Whooping cough is on the rise in the United States, with about 32,000 cases reported last year. Of those, 16 people died. There’s been a vaccine in place for whooping cough for quite a while and, while incidences are lower than they were half a century ago these numbers represent an increase.
One of the natural questions a woman has during pregnancy is whether or not she should be vaccinated against specific illnesses like whooping cough. There have been a number of concerns raised about vaccines in general, and whether they’re safe during pregnancy. Of particular concern has been the worry that vaccines might be related to autism.
Let’s take a look at what we actually know about the whooping cough vaccine and pregnancy:
- The whooping cough vaccine has been around for a long time. The version used today is acellular, which reduces the risks that may be associated with the former version of the vaccine.
- Some people claim that vaccines increase risks of autism. At this point, there is no scientific evidence that backs up this claim.
- The risk of dying from whooping cough and thereby causing your pregnancy to terminate is usually considered greater than the risks associated with having the vaccine.
====
*Check your understanding*:
1. In one to three sentences, explain why the whooping cough article says having the vaccine is usually considered worthwhile during pregnancy.
2. According to the whooping cough article, how many people died among the cases reported last year?
The records that come next are not needed for these tasks.

*Input data*:
====
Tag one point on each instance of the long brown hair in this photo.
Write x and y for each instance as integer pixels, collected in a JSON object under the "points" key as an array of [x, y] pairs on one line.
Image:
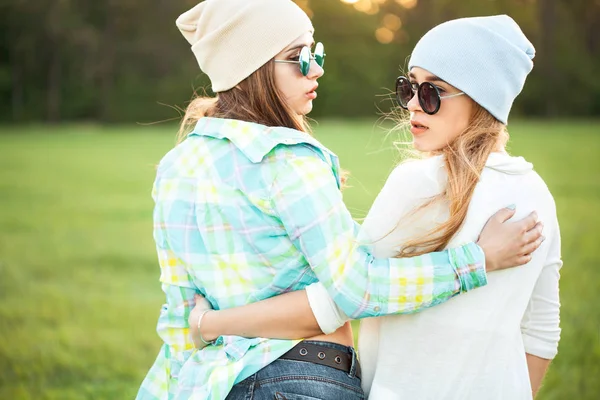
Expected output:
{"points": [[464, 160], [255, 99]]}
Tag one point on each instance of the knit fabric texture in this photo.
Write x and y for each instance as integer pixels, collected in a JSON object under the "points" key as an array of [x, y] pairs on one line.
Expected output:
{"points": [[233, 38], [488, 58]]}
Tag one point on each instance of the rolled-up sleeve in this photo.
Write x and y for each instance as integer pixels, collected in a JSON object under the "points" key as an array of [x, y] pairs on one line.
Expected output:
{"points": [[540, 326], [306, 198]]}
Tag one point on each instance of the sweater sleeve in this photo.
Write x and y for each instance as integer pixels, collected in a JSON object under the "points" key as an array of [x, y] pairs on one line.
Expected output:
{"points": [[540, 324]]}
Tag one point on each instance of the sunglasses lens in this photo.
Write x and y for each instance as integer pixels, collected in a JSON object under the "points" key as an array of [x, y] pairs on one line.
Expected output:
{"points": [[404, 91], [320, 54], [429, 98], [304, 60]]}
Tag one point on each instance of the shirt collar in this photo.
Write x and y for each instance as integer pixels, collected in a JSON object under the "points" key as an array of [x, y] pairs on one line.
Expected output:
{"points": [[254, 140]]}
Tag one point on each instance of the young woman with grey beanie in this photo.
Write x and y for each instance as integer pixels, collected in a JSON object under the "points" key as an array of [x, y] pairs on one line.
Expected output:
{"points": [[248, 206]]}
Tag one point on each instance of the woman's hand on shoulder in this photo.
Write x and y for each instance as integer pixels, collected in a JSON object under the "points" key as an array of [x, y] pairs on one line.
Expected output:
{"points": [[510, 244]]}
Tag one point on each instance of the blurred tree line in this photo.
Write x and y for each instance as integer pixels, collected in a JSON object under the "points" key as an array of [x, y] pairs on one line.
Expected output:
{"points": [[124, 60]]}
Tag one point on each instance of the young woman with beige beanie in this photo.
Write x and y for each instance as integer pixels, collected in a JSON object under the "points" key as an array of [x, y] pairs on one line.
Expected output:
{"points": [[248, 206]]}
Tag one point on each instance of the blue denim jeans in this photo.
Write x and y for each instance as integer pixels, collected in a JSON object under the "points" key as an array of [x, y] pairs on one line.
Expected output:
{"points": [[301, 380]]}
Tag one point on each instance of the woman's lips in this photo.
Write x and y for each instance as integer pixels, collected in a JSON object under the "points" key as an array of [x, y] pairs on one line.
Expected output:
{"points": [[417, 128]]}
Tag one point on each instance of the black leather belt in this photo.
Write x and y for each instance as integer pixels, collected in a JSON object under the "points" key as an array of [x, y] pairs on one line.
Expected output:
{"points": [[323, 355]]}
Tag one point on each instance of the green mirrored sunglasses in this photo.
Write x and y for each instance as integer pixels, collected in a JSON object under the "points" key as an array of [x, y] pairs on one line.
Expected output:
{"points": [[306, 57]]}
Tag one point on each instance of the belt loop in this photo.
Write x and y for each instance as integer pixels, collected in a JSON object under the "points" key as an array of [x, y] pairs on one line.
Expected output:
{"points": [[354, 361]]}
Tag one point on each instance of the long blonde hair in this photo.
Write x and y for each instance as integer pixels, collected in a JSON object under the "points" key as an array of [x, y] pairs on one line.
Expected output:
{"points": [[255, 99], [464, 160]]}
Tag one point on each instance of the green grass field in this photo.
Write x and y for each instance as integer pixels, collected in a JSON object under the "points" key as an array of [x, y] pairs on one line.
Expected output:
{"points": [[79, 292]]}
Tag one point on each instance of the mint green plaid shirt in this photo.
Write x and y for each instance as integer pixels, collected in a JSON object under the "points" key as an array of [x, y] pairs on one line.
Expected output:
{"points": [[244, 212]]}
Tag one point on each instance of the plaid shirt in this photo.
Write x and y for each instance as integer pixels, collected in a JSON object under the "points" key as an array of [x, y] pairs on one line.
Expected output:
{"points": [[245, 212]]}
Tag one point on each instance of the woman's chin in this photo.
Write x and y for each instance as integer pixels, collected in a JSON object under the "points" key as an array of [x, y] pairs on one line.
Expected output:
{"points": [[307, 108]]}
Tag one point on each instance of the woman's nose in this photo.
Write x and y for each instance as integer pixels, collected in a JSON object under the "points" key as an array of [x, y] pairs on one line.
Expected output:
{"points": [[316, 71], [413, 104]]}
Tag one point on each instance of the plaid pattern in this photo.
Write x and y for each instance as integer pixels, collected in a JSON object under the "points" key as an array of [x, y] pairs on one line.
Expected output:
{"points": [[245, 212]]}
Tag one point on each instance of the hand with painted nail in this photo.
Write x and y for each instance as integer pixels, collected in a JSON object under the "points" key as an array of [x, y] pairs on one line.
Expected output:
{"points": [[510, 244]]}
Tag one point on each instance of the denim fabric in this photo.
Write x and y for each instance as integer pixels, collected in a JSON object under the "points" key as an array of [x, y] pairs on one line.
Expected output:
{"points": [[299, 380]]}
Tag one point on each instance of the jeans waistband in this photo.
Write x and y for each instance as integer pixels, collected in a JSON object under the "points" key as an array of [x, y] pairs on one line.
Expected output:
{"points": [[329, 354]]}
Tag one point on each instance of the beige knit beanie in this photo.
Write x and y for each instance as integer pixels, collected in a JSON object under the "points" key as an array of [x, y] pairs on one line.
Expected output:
====
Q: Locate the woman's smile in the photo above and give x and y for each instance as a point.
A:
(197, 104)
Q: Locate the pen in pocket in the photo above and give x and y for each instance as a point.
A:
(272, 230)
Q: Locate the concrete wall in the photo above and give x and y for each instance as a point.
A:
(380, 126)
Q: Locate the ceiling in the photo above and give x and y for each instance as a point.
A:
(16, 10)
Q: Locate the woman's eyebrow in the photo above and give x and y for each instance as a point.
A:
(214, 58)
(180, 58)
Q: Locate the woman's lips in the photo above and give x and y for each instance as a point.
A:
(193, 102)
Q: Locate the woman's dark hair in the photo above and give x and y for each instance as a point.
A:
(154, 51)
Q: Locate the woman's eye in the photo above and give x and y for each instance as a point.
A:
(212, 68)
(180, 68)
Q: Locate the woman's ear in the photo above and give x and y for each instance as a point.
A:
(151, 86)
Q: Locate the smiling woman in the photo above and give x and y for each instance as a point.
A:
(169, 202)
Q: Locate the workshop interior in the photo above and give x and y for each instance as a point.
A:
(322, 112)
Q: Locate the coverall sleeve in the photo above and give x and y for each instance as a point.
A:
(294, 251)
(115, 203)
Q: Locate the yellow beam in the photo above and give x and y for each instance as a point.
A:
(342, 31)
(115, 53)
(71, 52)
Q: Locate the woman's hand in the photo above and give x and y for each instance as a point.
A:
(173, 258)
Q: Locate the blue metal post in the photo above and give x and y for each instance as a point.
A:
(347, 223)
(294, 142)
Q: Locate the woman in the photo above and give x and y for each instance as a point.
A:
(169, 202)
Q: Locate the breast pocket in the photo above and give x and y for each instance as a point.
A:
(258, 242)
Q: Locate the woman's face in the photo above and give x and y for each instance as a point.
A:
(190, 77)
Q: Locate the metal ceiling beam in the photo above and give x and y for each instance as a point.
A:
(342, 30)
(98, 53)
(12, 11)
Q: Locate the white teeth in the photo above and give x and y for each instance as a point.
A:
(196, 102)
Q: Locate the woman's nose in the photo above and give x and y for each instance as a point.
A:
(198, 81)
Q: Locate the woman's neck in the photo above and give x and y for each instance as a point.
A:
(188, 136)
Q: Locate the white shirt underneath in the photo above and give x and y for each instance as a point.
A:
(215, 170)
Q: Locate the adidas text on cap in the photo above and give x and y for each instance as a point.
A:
====
*Solution list*:
1. The article says that the risk of dying from whooping cough, which would also end the pregnancy, is usually considered greater than the risks that come with the vaccine.

2. Sixteen people died.